• DOCUMENT:
For enthusiasts its a bonus, certainly. But for average users (the majority), its not a major issue if their hardware has some minor driver inefficiencies or could break when fully stressed (which is almost never). It is an issue though if their computer becomes non-responsive for reasons they don't understand.

Running CHKDSK on a secondary disk is less common usage. It argues that Microsoft might offer a command line switch that tells CHKDSK to only use no more than X amount of memory.

That sounds like a reasonable suggestion. There is a GUI-driven user prompt that pops up sometimes when you insert suspect USB-sticks or hard drives that calls chkdsk with the /R switch, depending which box you check. That's the one I was referring should be limited.

Really as a command line tool the memory usage is fine, as I would assume system admins would be able to plan for it. I'm just saying that for the average user, it'd be unfortunate if they accidentally came across it.

(Location annotation dataset excerpts)
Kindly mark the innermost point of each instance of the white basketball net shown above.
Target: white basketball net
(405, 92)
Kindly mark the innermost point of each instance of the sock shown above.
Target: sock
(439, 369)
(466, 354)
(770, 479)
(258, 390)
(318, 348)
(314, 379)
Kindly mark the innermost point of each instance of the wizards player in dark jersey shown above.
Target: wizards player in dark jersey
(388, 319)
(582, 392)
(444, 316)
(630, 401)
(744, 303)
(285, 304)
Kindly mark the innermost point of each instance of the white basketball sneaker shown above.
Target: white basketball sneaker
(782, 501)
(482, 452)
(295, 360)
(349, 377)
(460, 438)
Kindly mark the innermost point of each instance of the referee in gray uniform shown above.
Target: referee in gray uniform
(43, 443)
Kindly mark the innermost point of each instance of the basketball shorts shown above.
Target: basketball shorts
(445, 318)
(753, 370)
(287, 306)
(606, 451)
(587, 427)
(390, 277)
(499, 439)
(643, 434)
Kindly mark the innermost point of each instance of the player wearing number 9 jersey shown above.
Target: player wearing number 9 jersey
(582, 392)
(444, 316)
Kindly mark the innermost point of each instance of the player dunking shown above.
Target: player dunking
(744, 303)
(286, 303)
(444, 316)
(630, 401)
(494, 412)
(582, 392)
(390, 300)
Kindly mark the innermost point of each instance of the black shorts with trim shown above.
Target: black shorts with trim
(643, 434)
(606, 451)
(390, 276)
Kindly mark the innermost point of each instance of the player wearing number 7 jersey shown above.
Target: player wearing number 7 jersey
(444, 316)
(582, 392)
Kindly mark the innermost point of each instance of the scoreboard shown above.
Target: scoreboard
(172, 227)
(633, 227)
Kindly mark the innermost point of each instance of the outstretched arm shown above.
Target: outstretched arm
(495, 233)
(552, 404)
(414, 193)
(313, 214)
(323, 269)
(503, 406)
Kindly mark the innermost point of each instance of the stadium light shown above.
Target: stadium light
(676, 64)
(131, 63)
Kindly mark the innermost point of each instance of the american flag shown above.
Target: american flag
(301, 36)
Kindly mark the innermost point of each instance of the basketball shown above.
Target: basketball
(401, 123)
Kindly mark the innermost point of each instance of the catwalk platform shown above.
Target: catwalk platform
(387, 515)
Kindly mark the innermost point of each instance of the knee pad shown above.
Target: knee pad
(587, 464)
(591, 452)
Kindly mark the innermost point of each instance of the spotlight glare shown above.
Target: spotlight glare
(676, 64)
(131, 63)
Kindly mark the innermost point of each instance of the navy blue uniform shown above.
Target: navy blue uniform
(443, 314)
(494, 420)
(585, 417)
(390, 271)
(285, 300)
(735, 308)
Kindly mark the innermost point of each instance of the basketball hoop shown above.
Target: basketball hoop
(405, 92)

• THE EXERCISE: Reproduce the part of the CHKDSK discussion between "For enthusiasts its" and "they don't understand.", inclusive. The listing was taken from a separate source.

• SOLVED PROBLEM:
For enthusiasts its a bonus, certainly. But for average users (the majority), its not a major issue if their hardware has some minor driver inefficiencies or could break when fully stressed (which is almost never). It is an issue though if their computer becomes non-responsive for reasons they don't understand.